ANFORDERUNG 1 –
Prüfen Sie anhand des Textes über die Restaurierung des Motorrads, ob die Aussagen (a), (b) und (c) zutreffen. Antworten Sie jeweils mit Ja oder Nein und zitieren Sie die entscheidenden Worte des Textes wörtlich.
(a) Josef Bungartz ließ die Lackierungen von Fachleuten ausführen.
(b) Die Überholung des Motors nahm Josef Bungartz selbst vor.
(c) Im Classic-Data-Gutachten erhielt die Maschine die Note 2.

TEXTAUSZUG –
▶

Zum Lackieren vorbereiteter Rahmen. Hierbei handelt es sich um den zusätzlich erworbenen Rahmen. Der zu verzogene ursprüngliche Originalrahmen steht dahinter


Gabelteile. Es war die erste serienmäßige Telegabel
mit hydraulischer Dämpfung


Altes Papier für ein altes Motorrad

Das was Josef Bungartz selbst in seiner Garage und der kleinen Kellerwerkstatt machen konnte, das erledigte er auch selbst. Wo er seine eigenen Grenzen sah, da respektierte er diese ganz im Sinne seines hoch gesteckten Zieles und überließ solche Arbeiten kompetenteren und erfahreneren Leuten.
Er selbst bereitete den Rahmen zum Neulackieren vor, richtete und beulte die Bleche aus und nahm auch am Motor die wesentlichsten Montagearbeiten vor. Die Lackierungen selbst und die Linierarbeiten übergab er anschließend an Fachleute. Die Überholung des Motors überließ er Gerhard Weller, der in Steinebach das „Westerwald-Museum“ betreibt und als ausgesprochener Kenner und restaurator historischer BMW-Motorräder gilt. Das war in der Rückschau und in Anbetracht des Ergebnisses eine kluge Entscheidung. Relativ viel Zeit verbrauchte Bungartz für die Beschaffung geeigneter Ersatzteile, was bei einem so alten Motorrad, auch wenn es eine BMW ist, nicht unbedingt verwundern sollte. Zusätzlich zu den Besuchen des Internets fielen auch regelmäßige Fahrten zu Oldtimermärkten bis nach Mannheim und Ludwigshafen an. So zog sich die Restaurierung bis zum Oktober 2008 hin, als diese mit der TÜV-Prüfung einen wesentlichen Abschluss fand. Vermutlich weil das Ergebnis der Restaurierung so überzeugend war, konnte diese obligatorische Prüfung sozusagen „im Schnellgang“ absolviert werden. Im Classic-Data-Gutachten wurde die Maschine anschließend sogar mit der hervorragenden Note 1- bewertet. Das freute Josef Bungartz sehr.

◀

Rohdaten:
▶

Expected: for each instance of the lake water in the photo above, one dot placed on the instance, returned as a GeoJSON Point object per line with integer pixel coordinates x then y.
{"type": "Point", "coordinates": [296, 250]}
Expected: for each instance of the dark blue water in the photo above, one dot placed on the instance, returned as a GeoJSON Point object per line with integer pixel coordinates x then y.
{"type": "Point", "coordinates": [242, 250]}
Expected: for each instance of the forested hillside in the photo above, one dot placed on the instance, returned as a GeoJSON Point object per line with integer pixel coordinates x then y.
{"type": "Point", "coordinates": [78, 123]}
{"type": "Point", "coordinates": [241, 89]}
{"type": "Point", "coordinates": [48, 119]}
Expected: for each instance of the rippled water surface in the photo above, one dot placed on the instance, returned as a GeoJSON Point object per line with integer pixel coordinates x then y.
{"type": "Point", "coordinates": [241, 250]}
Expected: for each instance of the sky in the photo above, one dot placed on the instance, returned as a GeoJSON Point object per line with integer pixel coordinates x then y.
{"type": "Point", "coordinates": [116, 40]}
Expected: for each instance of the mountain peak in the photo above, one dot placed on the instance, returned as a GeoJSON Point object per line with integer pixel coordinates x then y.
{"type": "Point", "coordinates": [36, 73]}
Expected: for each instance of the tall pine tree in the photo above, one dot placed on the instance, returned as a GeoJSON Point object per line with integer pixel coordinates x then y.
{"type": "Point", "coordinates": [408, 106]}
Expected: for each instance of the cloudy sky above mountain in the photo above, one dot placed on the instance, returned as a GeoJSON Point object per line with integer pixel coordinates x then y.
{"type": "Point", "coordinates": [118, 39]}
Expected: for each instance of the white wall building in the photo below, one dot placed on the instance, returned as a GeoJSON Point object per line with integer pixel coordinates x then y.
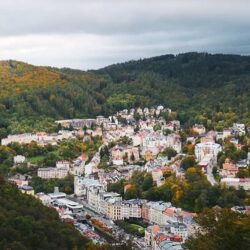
{"type": "Point", "coordinates": [203, 149]}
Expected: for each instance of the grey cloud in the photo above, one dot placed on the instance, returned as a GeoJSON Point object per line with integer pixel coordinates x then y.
{"type": "Point", "coordinates": [93, 33]}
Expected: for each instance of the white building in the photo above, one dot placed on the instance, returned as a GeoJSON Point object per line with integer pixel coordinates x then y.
{"type": "Point", "coordinates": [205, 148]}
{"type": "Point", "coordinates": [19, 159]}
{"type": "Point", "coordinates": [83, 184]}
{"type": "Point", "coordinates": [237, 183]}
{"type": "Point", "coordinates": [239, 128]}
{"type": "Point", "coordinates": [52, 173]}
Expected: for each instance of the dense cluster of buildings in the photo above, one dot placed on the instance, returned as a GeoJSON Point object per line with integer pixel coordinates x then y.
{"type": "Point", "coordinates": [149, 135]}
{"type": "Point", "coordinates": [158, 213]}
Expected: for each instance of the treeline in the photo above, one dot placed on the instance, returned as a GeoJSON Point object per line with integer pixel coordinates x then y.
{"type": "Point", "coordinates": [202, 88]}
{"type": "Point", "coordinates": [26, 224]}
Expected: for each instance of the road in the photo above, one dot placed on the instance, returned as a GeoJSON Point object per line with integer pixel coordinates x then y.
{"type": "Point", "coordinates": [210, 176]}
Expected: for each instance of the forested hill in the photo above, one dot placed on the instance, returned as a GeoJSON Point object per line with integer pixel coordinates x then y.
{"type": "Point", "coordinates": [204, 88]}
{"type": "Point", "coordinates": [26, 224]}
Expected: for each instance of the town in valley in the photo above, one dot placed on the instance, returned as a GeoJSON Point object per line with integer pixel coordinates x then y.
{"type": "Point", "coordinates": [128, 174]}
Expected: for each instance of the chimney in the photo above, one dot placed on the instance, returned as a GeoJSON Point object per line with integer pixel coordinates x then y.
{"type": "Point", "coordinates": [56, 190]}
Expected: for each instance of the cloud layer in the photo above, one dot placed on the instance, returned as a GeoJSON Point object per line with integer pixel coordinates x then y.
{"type": "Point", "coordinates": [88, 34]}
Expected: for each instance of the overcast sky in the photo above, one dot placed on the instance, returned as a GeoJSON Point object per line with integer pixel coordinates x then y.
{"type": "Point", "coordinates": [88, 34]}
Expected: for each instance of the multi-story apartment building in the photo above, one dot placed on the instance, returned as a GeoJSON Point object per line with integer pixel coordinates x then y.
{"type": "Point", "coordinates": [52, 173]}
{"type": "Point", "coordinates": [203, 149]}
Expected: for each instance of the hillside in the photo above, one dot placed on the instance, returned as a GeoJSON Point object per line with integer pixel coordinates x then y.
{"type": "Point", "coordinates": [26, 224]}
{"type": "Point", "coordinates": [210, 89]}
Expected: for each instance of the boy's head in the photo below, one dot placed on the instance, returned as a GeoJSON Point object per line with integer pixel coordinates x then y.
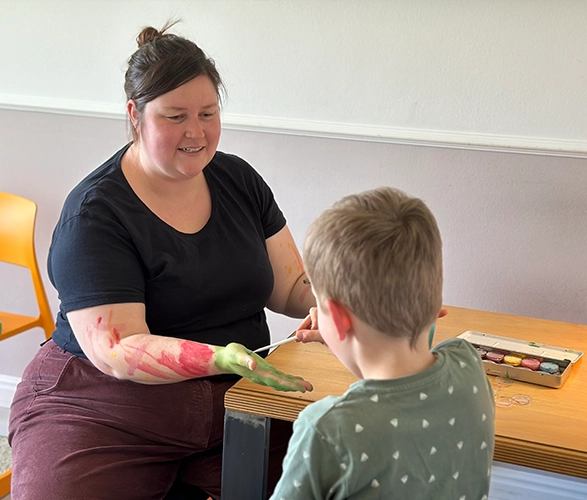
{"type": "Point", "coordinates": [379, 253]}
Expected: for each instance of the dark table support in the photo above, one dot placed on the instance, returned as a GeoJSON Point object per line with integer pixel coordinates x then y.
{"type": "Point", "coordinates": [245, 456]}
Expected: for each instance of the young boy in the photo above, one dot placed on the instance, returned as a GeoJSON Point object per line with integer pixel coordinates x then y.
{"type": "Point", "coordinates": [419, 424]}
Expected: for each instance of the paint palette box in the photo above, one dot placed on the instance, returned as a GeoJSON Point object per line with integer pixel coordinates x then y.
{"type": "Point", "coordinates": [521, 360]}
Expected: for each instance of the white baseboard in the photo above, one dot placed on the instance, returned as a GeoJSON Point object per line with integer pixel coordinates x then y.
{"type": "Point", "coordinates": [7, 389]}
{"type": "Point", "coordinates": [547, 146]}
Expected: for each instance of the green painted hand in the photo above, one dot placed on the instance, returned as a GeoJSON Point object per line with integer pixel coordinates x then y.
{"type": "Point", "coordinates": [236, 358]}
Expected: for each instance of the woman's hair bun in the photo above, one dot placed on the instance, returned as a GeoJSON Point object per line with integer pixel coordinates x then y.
{"type": "Point", "coordinates": [150, 34]}
{"type": "Point", "coordinates": [147, 35]}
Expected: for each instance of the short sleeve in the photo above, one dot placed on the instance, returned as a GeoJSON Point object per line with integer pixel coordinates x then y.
{"type": "Point", "coordinates": [312, 469]}
{"type": "Point", "coordinates": [92, 262]}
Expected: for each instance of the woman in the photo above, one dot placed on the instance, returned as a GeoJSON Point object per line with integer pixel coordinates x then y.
{"type": "Point", "coordinates": [164, 259]}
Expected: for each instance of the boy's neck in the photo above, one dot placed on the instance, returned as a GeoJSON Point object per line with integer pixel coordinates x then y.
{"type": "Point", "coordinates": [381, 357]}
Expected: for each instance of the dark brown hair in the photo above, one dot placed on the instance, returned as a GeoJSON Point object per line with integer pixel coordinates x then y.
{"type": "Point", "coordinates": [162, 63]}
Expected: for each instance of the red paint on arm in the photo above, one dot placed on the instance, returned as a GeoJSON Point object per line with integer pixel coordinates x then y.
{"type": "Point", "coordinates": [193, 361]}
{"type": "Point", "coordinates": [304, 293]}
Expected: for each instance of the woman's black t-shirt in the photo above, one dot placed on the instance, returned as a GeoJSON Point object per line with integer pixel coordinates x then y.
{"type": "Point", "coordinates": [210, 287]}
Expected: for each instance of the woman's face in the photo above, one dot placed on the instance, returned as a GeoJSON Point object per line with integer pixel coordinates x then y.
{"type": "Point", "coordinates": [178, 132]}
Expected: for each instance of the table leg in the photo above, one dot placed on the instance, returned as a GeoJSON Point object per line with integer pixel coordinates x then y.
{"type": "Point", "coordinates": [245, 456]}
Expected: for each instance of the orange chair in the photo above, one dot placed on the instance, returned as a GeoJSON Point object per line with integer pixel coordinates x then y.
{"type": "Point", "coordinates": [17, 228]}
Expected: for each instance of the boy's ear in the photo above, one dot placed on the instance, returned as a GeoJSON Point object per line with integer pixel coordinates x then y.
{"type": "Point", "coordinates": [341, 317]}
{"type": "Point", "coordinates": [131, 109]}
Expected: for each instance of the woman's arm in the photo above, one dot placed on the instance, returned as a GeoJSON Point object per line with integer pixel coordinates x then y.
{"type": "Point", "coordinates": [292, 293]}
{"type": "Point", "coordinates": [116, 339]}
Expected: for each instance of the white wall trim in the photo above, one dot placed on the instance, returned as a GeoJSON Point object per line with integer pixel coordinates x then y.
{"type": "Point", "coordinates": [347, 131]}
{"type": "Point", "coordinates": [8, 385]}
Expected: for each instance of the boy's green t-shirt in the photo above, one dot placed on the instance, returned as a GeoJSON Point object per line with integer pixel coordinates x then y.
{"type": "Point", "coordinates": [425, 436]}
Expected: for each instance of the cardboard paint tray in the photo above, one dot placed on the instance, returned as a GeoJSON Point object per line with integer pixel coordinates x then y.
{"type": "Point", "coordinates": [557, 358]}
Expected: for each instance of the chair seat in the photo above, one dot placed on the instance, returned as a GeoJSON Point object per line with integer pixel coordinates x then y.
{"type": "Point", "coordinates": [16, 323]}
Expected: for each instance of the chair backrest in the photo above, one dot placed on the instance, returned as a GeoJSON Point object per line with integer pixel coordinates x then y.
{"type": "Point", "coordinates": [17, 246]}
{"type": "Point", "coordinates": [17, 228]}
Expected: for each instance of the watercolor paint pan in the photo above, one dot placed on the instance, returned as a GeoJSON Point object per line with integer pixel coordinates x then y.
{"type": "Point", "coordinates": [509, 348]}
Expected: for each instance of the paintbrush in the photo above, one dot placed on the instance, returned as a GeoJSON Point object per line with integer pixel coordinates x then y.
{"type": "Point", "coordinates": [275, 344]}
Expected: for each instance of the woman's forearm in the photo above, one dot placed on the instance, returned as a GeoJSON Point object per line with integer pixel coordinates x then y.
{"type": "Point", "coordinates": [153, 359]}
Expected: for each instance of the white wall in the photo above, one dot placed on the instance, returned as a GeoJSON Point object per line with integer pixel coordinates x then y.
{"type": "Point", "coordinates": [498, 73]}
{"type": "Point", "coordinates": [514, 225]}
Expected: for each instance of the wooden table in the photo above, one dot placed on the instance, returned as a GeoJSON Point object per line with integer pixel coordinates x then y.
{"type": "Point", "coordinates": [548, 434]}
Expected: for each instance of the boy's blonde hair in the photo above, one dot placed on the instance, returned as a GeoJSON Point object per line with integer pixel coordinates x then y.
{"type": "Point", "coordinates": [379, 253]}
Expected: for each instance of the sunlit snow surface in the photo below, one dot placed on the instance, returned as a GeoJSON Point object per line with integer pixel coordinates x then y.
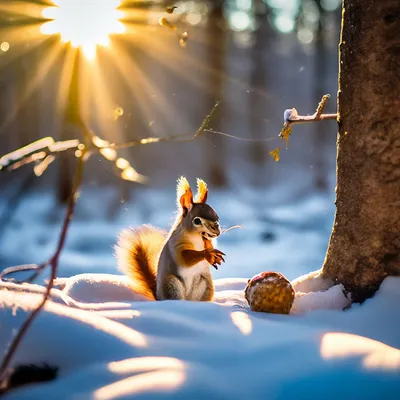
{"type": "Point", "coordinates": [118, 347]}
{"type": "Point", "coordinates": [111, 343]}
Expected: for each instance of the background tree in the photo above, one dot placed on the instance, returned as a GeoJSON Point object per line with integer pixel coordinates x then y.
{"type": "Point", "coordinates": [365, 243]}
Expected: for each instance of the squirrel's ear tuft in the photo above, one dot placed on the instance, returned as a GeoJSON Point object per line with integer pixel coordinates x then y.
{"type": "Point", "coordinates": [202, 191]}
{"type": "Point", "coordinates": [184, 195]}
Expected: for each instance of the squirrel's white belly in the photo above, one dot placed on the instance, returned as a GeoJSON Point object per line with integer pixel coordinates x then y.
{"type": "Point", "coordinates": [189, 273]}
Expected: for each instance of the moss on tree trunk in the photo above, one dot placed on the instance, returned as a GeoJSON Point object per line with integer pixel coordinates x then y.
{"type": "Point", "coordinates": [365, 243]}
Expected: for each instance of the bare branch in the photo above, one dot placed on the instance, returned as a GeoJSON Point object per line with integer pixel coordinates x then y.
{"type": "Point", "coordinates": [53, 263]}
{"type": "Point", "coordinates": [175, 138]}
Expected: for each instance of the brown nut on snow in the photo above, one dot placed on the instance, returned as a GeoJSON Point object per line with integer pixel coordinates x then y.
{"type": "Point", "coordinates": [270, 292]}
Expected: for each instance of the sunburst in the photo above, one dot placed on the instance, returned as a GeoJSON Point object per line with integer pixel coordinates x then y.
{"type": "Point", "coordinates": [85, 24]}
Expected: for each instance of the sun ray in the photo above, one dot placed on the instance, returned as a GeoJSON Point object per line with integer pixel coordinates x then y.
{"type": "Point", "coordinates": [84, 24]}
{"type": "Point", "coordinates": [45, 66]}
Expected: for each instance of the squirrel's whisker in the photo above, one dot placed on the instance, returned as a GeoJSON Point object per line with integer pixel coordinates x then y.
{"type": "Point", "coordinates": [230, 228]}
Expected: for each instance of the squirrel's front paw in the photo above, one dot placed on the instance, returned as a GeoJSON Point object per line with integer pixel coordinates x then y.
{"type": "Point", "coordinates": [215, 257]}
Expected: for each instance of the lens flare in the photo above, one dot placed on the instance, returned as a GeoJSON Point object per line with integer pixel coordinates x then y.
{"type": "Point", "coordinates": [85, 24]}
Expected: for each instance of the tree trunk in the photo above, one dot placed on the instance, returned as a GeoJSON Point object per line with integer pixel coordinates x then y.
{"type": "Point", "coordinates": [365, 243]}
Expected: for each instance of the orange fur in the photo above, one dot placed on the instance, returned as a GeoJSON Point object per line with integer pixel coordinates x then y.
{"type": "Point", "coordinates": [137, 253]}
{"type": "Point", "coordinates": [202, 191]}
{"type": "Point", "coordinates": [184, 194]}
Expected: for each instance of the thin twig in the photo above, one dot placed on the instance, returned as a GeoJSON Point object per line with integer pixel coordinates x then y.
{"type": "Point", "coordinates": [173, 138]}
{"type": "Point", "coordinates": [302, 119]}
{"type": "Point", "coordinates": [54, 263]}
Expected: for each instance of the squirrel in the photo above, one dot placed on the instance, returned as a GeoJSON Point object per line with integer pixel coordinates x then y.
{"type": "Point", "coordinates": [174, 265]}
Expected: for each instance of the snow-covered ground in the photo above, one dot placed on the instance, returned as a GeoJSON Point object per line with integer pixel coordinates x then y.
{"type": "Point", "coordinates": [286, 231]}
{"type": "Point", "coordinates": [109, 343]}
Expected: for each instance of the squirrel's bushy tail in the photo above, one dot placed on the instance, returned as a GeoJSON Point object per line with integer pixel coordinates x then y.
{"type": "Point", "coordinates": [137, 252]}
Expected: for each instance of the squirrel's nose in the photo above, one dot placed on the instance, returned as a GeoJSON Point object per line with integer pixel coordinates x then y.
{"type": "Point", "coordinates": [215, 228]}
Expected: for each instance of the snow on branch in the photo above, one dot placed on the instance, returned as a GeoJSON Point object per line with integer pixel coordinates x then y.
{"type": "Point", "coordinates": [40, 151]}
{"type": "Point", "coordinates": [291, 117]}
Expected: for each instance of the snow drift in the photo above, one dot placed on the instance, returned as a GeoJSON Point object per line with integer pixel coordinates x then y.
{"type": "Point", "coordinates": [109, 343]}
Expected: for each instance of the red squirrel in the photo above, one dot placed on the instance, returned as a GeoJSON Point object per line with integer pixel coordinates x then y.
{"type": "Point", "coordinates": [174, 265]}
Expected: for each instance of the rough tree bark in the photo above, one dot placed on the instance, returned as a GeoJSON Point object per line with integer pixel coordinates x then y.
{"type": "Point", "coordinates": [365, 243]}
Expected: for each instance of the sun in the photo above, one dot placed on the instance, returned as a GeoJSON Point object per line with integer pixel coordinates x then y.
{"type": "Point", "coordinates": [84, 24]}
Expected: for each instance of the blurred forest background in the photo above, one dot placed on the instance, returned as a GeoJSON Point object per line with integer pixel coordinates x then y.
{"type": "Point", "coordinates": [258, 57]}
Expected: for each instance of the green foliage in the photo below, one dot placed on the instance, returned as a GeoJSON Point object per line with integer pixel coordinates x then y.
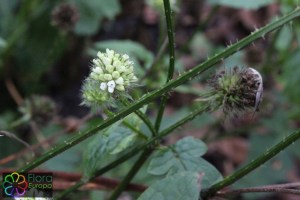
{"type": "Point", "coordinates": [32, 50]}
{"type": "Point", "coordinates": [184, 185]}
{"type": "Point", "coordinates": [254, 4]}
{"type": "Point", "coordinates": [115, 141]}
{"type": "Point", "coordinates": [185, 155]}
{"type": "Point", "coordinates": [92, 12]}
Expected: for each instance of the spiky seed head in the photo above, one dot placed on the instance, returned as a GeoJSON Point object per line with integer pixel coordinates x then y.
{"type": "Point", "coordinates": [235, 90]}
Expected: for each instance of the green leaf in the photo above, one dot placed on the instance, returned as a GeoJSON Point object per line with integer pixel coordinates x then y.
{"type": "Point", "coordinates": [92, 12]}
{"type": "Point", "coordinates": [254, 4]}
{"type": "Point", "coordinates": [177, 187]}
{"type": "Point", "coordinates": [135, 120]}
{"type": "Point", "coordinates": [135, 50]}
{"type": "Point", "coordinates": [185, 155]}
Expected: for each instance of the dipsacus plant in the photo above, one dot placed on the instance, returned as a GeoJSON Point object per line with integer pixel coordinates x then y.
{"type": "Point", "coordinates": [235, 90]}
{"type": "Point", "coordinates": [111, 76]}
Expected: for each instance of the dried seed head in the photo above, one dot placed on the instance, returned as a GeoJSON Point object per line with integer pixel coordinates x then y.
{"type": "Point", "coordinates": [235, 90]}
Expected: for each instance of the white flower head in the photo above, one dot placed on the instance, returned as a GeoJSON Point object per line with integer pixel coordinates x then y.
{"type": "Point", "coordinates": [111, 76]}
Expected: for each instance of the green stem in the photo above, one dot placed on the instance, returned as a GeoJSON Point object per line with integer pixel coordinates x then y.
{"type": "Point", "coordinates": [142, 116]}
{"type": "Point", "coordinates": [166, 88]}
{"type": "Point", "coordinates": [270, 153]}
{"type": "Point", "coordinates": [133, 152]}
{"type": "Point", "coordinates": [171, 64]}
{"type": "Point", "coordinates": [140, 134]}
{"type": "Point", "coordinates": [133, 171]}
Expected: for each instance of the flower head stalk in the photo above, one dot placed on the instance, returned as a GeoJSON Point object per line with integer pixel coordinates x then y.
{"type": "Point", "coordinates": [235, 90]}
{"type": "Point", "coordinates": [111, 76]}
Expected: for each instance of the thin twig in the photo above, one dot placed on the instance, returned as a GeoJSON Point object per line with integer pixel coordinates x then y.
{"type": "Point", "coordinates": [157, 58]}
{"type": "Point", "coordinates": [270, 153]}
{"type": "Point", "coordinates": [14, 137]}
{"type": "Point", "coordinates": [130, 175]}
{"type": "Point", "coordinates": [14, 93]}
{"type": "Point", "coordinates": [171, 43]}
{"type": "Point", "coordinates": [135, 150]}
{"type": "Point", "coordinates": [146, 99]}
{"type": "Point", "coordinates": [49, 140]}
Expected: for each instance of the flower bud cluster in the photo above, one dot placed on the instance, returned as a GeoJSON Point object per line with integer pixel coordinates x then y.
{"type": "Point", "coordinates": [111, 76]}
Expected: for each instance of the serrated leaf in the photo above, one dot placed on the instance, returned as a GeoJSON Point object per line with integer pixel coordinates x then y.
{"type": "Point", "coordinates": [109, 145]}
{"type": "Point", "coordinates": [135, 50]}
{"type": "Point", "coordinates": [185, 155]}
{"type": "Point", "coordinates": [177, 187]}
{"type": "Point", "coordinates": [254, 4]}
{"type": "Point", "coordinates": [124, 143]}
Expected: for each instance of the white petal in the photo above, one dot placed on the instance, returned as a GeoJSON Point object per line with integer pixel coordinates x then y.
{"type": "Point", "coordinates": [120, 81]}
{"type": "Point", "coordinates": [103, 86]}
{"type": "Point", "coordinates": [111, 84]}
{"type": "Point", "coordinates": [111, 89]}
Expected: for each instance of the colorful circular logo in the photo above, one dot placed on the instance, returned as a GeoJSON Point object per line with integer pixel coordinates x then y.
{"type": "Point", "coordinates": [15, 184]}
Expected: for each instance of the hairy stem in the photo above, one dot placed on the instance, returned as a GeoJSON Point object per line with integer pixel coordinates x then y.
{"type": "Point", "coordinates": [166, 88]}
{"type": "Point", "coordinates": [270, 153]}
{"type": "Point", "coordinates": [134, 151]}
{"type": "Point", "coordinates": [133, 171]}
{"type": "Point", "coordinates": [171, 64]}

◀

ANFORDERUNG 2 –
Suchen Sie aus der Auflistung jede Zeile heraus, in der die Zeichenfolge „snow“ vorkommt, und geben Sie diese Zeilen wieder. Achten Sie dabei auf Groß- und Kleinschreibung.

VOLLSTÄNDIGE LÖSUNG 1 –
(a) Ja: „Die Lackierungen selbst und die Linierarbeiten übergab er anschließend an Fachleute.“
(b) Nein: „Die Überholung des Motors überließ er Gerhard Weller“
(c) Nein: „Im Classic-Data-Gutachten wurde die Maschine anschließend sogar mit der hervorragenden Note 1- bewertet.“

VOLLSTÄNDIGE LÖSUNG 2 –
Expected: for each instance of the sunlit snow surface in the photo below, one dot placed on the instance, returned as a GeoJSON Point object per line with integer pixel coordinates x then y.
Expected: for each instance of the brown nut on snow in the photo above, one dot placed on the instance, returned as a GeoJSON Point object per line with integer pixel coordinates x then y.
Expected: for each instance of the snow-covered ground in the photo above, one dot placed on the instance, returned as a GeoJSON Point object per line with integer pixel coordinates x then y.
Expected: for each instance of the snow on branch in the photo above, one dot placed on the instance, returned as a GeoJSON Point object per line with integer pixel coordinates x then y.
Expected: for each instance of the snow drift in the photo above, one dot placed on the instance, returned as a GeoJSON Point object per line with integer pixel coordinates x then y.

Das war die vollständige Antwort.